2013-10-09 Thread Mark Felder
On Tue, Oct 8, 2013, at 22:32, Mike Brown wrote:
 alexus wrote:
  ok, I just did fetch  install and got bumped from p5 to p9
  
  # uname -a
  FreeBSD XX.X.org 7.4-RELEASE-p9 FreeBSD 7.4-RELEASE-p9 #0: Mon Jun 11
  19:47:58 UTC 2012
  r...@amd64-builder.daemonology.net:/usr/obj/usr/src/sys/GENERIC
   amd64
  #
  
  can I take it all the way to -p12?
 
 -p10 through -p12 probably didn't involve any kernel changes. Bumping the 
 reported patchlevel isn't considered important enough to warrant building
 a 
 new kernel.

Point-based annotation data

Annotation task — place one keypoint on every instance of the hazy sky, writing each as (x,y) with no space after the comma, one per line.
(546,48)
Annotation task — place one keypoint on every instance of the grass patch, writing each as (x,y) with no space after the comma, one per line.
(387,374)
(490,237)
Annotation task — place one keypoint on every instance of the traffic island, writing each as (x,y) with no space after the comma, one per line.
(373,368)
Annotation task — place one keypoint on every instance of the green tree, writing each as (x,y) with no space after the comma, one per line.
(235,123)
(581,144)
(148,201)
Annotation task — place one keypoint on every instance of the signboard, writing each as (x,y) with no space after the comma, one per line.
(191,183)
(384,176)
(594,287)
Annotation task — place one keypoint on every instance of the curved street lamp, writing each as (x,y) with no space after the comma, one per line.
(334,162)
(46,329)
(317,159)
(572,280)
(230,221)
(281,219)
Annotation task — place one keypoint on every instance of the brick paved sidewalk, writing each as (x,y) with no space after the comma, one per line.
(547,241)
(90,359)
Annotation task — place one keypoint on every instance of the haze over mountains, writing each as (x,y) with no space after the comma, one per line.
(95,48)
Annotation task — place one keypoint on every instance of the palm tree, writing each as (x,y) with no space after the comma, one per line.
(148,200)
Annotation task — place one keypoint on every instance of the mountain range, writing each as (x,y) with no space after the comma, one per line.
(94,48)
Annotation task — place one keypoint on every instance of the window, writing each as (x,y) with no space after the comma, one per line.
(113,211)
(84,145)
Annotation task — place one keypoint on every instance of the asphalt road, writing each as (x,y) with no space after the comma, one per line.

◆ **WRITTEN PROBLEM A**
From the FreeBSD patchlevel thread, reproduce word for word the stretch from "-p10 through -p12" through "new kernel.".
◆ **WRITTEN PROBLEM B**
Resume the FreeBSD patchlevel thread from its last sentence and keep it going.

◆ **TASK OUTPUT A**
-p10 through -p12 probably didn't involve any kernel changes. Bumping the 
 reported patchlevel isn't considered important enough to warrant building
 a 
 new kernel.

◆ **TASK OUTPUT B**
 If your sources are in /usr/src, do this:
 
 grep -v # /usr/src/sys/conf/newvers.sh | head -4
 

If he had sources on the box he probably would have just compiled the
fixes himself. The version number shouldn't be embedded in the kernel
like that so it's easier for people to audit their systems. I have VMs
right now in Xen that report different FreeBSD versions and it's
confusing for other sysadmins who aren't intimately familiar with
FreeBSD. Some were updated by freebsd-update, some were updated by src.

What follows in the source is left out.